**Given passage**
For Immediate Release
Friday, August 30, 2013
Contact: Brittany Lesser
Secretary Detzner Announces National Register Designation of Micajah T. Singleton House in DeSoto County
Recognizes historic significance of 19th century structure
Tallahassee, Florida –
Secretary of State Ken Detzner announced today that, following its review and recommendation by Florida's National Register Review Board, the Micajah T. Singleton House in Arcadia, DeSoto County, has been listed in the National Register of Historic Places.
"With this recognition on August 6, 2013, the Singleton House becomes the fourth property in DeSoto County to be listed as a historically significant site on the National Register of Historic Places," said Secretary Detzner. "The Singleton House represents an important part of the story of Central Florida’s rich nineteenth-century economic history."

**Exercise instructions**
Copy the Singleton House press release verbatim, everything from "For Immediate Release" down to "of Historic Places.". The data that comes next has no connection to the press release about the Singleton House listing.

**Dataset content**
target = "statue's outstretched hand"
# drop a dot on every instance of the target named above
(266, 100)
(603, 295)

**Solution**
For Immediate Release
Friday, August 30, 2013
Contact: Brittany Lesser
Secretary Detzner Announces National Register Designation of Micajah T. Singleton House in DeSoto County
Recognizes historic significance of 19th century structure
Tallahassee, Florida –
Secretary of State Ken Detzner announced today that, following its review and recommendation by Florida's National Register Review Board, the Micajah T. Singleton House in Arcadia, DeSoto County, has been listed in the National Register of Historic Places.